PROBLEM: The expected result is the full set of records, copied precisely, with images dropped.

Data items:
══════════════════════════════

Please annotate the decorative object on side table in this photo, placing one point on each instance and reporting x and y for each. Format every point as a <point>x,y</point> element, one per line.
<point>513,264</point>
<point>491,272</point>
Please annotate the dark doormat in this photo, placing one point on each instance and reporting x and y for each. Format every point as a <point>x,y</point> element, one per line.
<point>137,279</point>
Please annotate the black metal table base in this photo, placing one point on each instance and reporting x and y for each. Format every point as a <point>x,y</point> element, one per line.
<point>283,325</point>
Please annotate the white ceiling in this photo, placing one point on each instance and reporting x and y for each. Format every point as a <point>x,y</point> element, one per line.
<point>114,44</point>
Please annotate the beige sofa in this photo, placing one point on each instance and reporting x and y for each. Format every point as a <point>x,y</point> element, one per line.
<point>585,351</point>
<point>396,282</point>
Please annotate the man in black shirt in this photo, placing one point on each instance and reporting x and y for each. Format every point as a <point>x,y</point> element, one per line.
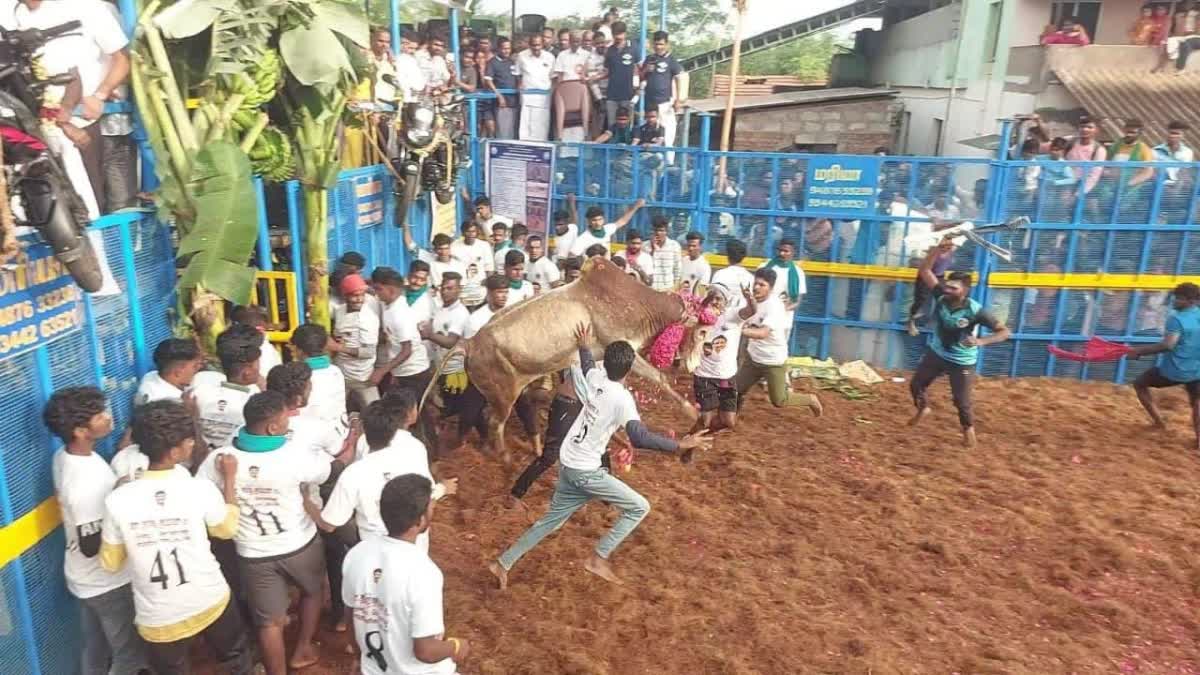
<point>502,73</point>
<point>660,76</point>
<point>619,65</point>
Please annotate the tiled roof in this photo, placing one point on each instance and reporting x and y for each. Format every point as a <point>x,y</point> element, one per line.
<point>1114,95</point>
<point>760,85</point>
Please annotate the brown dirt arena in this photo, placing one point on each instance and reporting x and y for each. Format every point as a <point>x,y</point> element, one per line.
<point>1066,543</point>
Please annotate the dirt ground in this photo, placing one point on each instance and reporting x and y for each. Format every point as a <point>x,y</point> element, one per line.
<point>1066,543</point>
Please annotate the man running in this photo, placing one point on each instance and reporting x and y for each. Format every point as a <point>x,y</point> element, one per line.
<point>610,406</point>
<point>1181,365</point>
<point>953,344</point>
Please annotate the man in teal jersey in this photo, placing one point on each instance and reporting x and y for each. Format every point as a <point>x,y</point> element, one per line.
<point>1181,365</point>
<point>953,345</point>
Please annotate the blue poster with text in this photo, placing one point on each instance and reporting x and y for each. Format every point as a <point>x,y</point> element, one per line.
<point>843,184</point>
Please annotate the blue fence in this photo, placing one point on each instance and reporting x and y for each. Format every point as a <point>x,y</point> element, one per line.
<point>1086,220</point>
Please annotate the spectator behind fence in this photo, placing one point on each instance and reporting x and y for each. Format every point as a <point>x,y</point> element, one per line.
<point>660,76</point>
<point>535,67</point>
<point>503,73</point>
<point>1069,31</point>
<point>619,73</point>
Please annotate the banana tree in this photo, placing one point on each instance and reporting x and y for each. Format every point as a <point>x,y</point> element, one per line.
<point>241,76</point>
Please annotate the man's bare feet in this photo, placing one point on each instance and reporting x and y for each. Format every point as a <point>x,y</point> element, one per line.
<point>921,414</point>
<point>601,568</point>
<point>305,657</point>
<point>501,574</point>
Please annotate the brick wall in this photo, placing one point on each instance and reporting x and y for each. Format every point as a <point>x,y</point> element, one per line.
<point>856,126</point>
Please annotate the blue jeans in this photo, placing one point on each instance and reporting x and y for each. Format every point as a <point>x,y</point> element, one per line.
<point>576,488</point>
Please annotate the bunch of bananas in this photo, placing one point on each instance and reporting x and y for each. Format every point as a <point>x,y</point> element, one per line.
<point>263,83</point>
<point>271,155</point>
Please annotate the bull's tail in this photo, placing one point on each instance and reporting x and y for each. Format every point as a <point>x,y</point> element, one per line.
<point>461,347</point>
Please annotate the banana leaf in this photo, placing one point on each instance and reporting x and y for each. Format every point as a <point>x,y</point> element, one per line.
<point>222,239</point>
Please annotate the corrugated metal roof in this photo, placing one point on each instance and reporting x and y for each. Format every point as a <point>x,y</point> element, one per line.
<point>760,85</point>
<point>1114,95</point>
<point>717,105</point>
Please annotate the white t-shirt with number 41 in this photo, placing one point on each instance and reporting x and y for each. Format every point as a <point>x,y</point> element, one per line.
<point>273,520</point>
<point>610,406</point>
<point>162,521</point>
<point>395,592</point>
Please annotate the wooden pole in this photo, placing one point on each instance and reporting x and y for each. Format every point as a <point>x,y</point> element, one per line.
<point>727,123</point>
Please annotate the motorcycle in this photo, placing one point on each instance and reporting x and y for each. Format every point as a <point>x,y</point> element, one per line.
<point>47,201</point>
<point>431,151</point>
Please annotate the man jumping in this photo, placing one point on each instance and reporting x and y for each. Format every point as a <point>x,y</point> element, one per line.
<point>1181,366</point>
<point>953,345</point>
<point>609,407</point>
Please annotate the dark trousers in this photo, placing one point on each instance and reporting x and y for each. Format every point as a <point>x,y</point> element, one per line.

══════════════════════════════

SOLUTION FOR THIS PROBLEM:
Please annotate the decorative object on side table in this photo, placing one point on each instance and reporting x and y for each. Format every point as a <point>x,y</point> element, one per line.
<point>513,264</point>
<point>491,272</point>
Please annotate the dark doormat in this photo, placing one point on each instance and reporting x and y for each. Format every point as a <point>x,y</point> element, one per line.
<point>137,279</point>
Please annotate the black metal table base in this photo, placing one point on each instance and reporting x and y for each. Format every point as a <point>x,y</point> element, one per line.
<point>283,325</point>
Please annotate the white ceiling in this photo, placing one point on each instance and reporting x and y for each. Format every point as a <point>x,y</point> element, one per line.
<point>114,44</point>
Please annotate the beige sofa in this photo, placing one point on each instance and reporting x and y for each. Format every point as a <point>x,y</point> element, one per line.
<point>585,351</point>
<point>396,282</point>
Please annotate the man in black shirt in this photo, placing one point on each instance and reporting x and y for each. Format every point as a <point>x,y</point> element, one per line.
<point>502,73</point>
<point>660,76</point>
<point>619,65</point>
Please annotate the tiled roof in this photo, placing one point on each instance and reporting x and y for each. Format every point as a <point>x,y</point> element, one per line.
<point>1114,95</point>
<point>760,85</point>
Please annotate the brown dirt arena in this photo, placing one point on each instance and reporting x and y for each. Format every point as a <point>x,y</point> element, one per line.
<point>1066,543</point>
Please annotate the dirt ground in this photo, placing one point on each instance and reporting x and y for each. Format every point as a <point>x,y</point> element, one per line.
<point>1066,543</point>
Please annotate the man running in this photo, placing one point on each instance and reporting x and y for each. Format every point as a <point>x,y</point> element, one per line.
<point>610,406</point>
<point>1181,365</point>
<point>953,344</point>
Please annotate the man in teal jersey in this photo, placing one point on each instance and reporting x and y for each. Format every point as a <point>x,y</point> element, one per line.
<point>1181,365</point>
<point>953,345</point>
Please annotate the blue poster with text in this photo, placing one point on each instance and reporting x and y for each. Format every point as a <point>x,y</point> element, one per line.
<point>843,184</point>
Please annotate the blue fence in this photo, placing one point on each instance and reporting x and y for each. Format every point as a <point>x,y</point> element, one per line.
<point>1086,220</point>
Please annotate the spectator behind fence in this photo, placing one point on each instance and reporting x and y for each. Format every point as a <point>x,y</point> element, one per line.
<point>660,76</point>
<point>535,67</point>
<point>503,73</point>
<point>1069,31</point>
<point>619,73</point>
Please annotate the banana tree in this photo, placing one point on each instance and reporting x and y for each. Format every point as a <point>x,y</point> element, one per line.
<point>241,76</point>
Please annotate the man's bare feet in this photo, placing one point on each instance and reporting x and y for each. Format every point as a <point>x,y</point> element, one per line.
<point>921,414</point>
<point>601,568</point>
<point>305,657</point>
<point>501,574</point>
Please annotate the brick wall in this photo, placing one point on each instance and reporting x and y for each. Format every point as a <point>x,y</point> element, one per line.
<point>856,126</point>
Please annotate the blue jeans in this photo, placing one point on each instance and reporting x and y for each. Format every point as a <point>x,y</point> element, one per line.
<point>576,488</point>
Please annotate the bunch of bananas in this photo, placing one point on each instance and reporting x and y for each. Format every point as a <point>x,y</point> element, one per line.
<point>263,83</point>
<point>271,155</point>
Please annotate the bull's tail in this photo, placing one point on each instance and reporting x and y for each. Format every point as a <point>x,y</point> element, one per line.
<point>461,347</point>
Please annotate the banana leaf in this photo, placing one point on each instance and reporting x and y for each. Format every point as a <point>x,y</point> element, one per line.
<point>222,239</point>
Please annotate the corrugated metal roof in this photo, placing one point on each instance and reporting x and y for each. Format every point as a <point>x,y</point> element, one per line.
<point>760,85</point>
<point>1114,95</point>
<point>717,105</point>
Please annotate the white t-shirt with number 41 in this photo, placing one point on each instance and reporting x and y for each. Format every point as a <point>x,y</point> element, one per line.
<point>273,520</point>
<point>610,406</point>
<point>162,521</point>
<point>395,592</point>
Please annotate the wooden pole in this photo, placing one point on each instance and reporting x and y for each. Format every point as a <point>x,y</point> element, one per line.
<point>727,123</point>
Please annotate the motorcycle in this photo, placing one point on each instance and reporting x and y for each. Format every point as a <point>x,y</point> element, one per line.
<point>47,201</point>
<point>431,151</point>
Please annotate the man jumping in this photo, placing one point on each instance and reporting x and y for each. Format every point as a <point>x,y</point> element, one per line.
<point>1181,366</point>
<point>953,345</point>
<point>609,407</point>
Please annotate the dark trousers in this photo, placing one point on each instance and reporting x and y for each. Format every point as a <point>x,y</point> element, one per line.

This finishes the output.